**REQUIRED WORK:** Return the complete listing without omission.

=== Begin Enclosure ===

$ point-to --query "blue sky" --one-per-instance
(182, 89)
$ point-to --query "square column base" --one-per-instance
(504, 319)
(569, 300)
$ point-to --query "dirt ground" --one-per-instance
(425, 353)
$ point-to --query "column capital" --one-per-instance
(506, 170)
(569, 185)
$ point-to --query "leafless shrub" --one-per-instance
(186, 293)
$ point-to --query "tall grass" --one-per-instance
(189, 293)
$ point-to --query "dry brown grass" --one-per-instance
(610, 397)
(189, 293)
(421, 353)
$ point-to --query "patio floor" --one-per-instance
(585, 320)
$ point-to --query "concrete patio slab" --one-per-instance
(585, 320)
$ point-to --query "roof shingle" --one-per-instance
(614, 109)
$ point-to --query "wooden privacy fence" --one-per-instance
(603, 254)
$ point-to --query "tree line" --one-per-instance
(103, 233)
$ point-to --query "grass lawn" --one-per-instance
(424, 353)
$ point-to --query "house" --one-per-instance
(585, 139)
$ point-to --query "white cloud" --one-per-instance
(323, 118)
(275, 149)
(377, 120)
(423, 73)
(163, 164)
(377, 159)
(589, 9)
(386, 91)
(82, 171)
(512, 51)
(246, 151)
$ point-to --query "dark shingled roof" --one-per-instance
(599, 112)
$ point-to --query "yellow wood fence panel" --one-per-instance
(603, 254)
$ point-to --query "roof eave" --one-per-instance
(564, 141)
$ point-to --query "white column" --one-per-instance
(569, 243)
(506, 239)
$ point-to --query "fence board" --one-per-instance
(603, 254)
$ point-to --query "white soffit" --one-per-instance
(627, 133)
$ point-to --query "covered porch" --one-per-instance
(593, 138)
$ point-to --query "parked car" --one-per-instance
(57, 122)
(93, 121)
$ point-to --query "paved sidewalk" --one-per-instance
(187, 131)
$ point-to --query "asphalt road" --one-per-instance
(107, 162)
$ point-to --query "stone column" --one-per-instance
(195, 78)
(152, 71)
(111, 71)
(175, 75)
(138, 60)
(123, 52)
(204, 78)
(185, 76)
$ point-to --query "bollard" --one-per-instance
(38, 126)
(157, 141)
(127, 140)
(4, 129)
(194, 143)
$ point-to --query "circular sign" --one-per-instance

=== End Enclosure ===

**RESULT BELOW:**
$ point-to --query "blue sky" --one-per-instance
(182, 89)
$ point-to --query "square column base" --one-per-instance
(504, 319)
(569, 300)
$ point-to --query "dirt ground" --one-per-instance
(425, 353)
$ point-to --query "column capital" --one-per-instance
(506, 170)
(569, 185)
$ point-to --query "leafless shrub" --one-per-instance
(186, 293)
$ point-to --query "tall grass" --one-per-instance
(189, 293)
$ point-to --query "dry brown grass" --one-per-instance
(610, 397)
(189, 293)
(421, 353)
$ point-to --query "patio floor" --one-per-instance
(585, 320)
$ point-to --query "concrete patio slab" --one-per-instance
(585, 320)
$ point-to --query "roof shingle" --one-per-instance
(614, 109)
$ point-to --query "wooden privacy fence" --one-per-instance
(603, 254)
$ point-to --query "tree line" --one-per-instance
(103, 233)
$ point-to --query "grass lawn" --one-per-instance
(424, 353)
$ point-to --query "house" --one-per-instance
(585, 139)
$ point-to --query "white cloud" --one-per-instance
(323, 118)
(275, 149)
(377, 120)
(423, 73)
(163, 164)
(377, 159)
(589, 9)
(386, 91)
(82, 171)
(512, 51)
(246, 151)
$ point-to --query "dark shingled roof" --one-per-instance
(599, 112)
$ point-to --query "yellow wood fence panel" --one-per-instance
(603, 254)
$ point-to --query "roof eave" --one-per-instance
(564, 141)
$ point-to --query "white column" --one-per-instance
(569, 243)
(506, 239)
$ point-to --query "fence board" --one-per-instance
(603, 254)
$ point-to --query "white soffit" --one-per-instance
(627, 133)
$ point-to --query "covered porch" --one-per-instance
(593, 138)
$ point-to --query "parked car" --one-per-instance
(57, 122)
(93, 121)
$ point-to --query "paved sidewalk" --one-per-instance
(187, 131)
$ point-to --query "asphalt road" --one-per-instance
(107, 162)
$ point-to --query "stone column" --one-per-instance
(195, 78)
(152, 71)
(111, 71)
(175, 75)
(138, 60)
(123, 52)
(204, 78)
(185, 76)
$ point-to --query "bollard" --one-per-instance
(38, 126)
(157, 141)
(127, 140)
(4, 129)
(194, 143)
$ point-to --query "circular sign" --one-per-instance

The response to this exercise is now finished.